— Begin Stored rows —

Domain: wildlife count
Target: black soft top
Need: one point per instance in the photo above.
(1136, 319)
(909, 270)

— End Stored rows —
— Begin Stored rows —

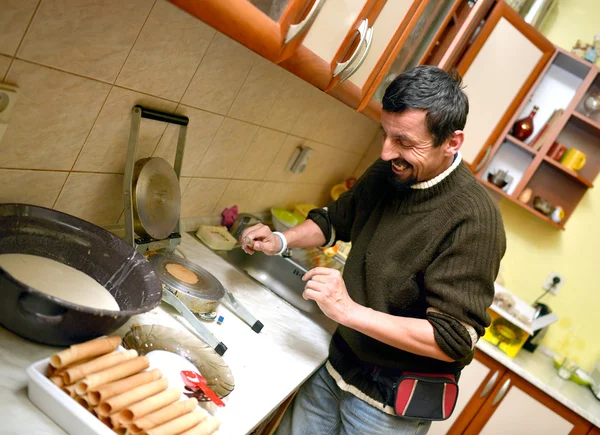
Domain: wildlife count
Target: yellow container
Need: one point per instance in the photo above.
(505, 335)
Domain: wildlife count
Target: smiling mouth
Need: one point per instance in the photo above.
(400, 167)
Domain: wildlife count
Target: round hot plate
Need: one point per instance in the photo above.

— End Stored rows —
— Begin Stored rows —

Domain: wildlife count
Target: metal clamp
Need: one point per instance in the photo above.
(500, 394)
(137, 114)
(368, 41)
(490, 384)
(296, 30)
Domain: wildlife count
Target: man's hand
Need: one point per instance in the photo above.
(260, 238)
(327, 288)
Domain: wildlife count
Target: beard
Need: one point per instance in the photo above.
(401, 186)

— End Stored rows —

**What is expected**
Find each line in the material above that contains the word "Target", and copy those lines out.

**Exercise result**
Target: black soft top
Target: yellow container
Target: smiling mouth
Target: round hot plate
Target: metal clamp
Target: man's hand
Target: beard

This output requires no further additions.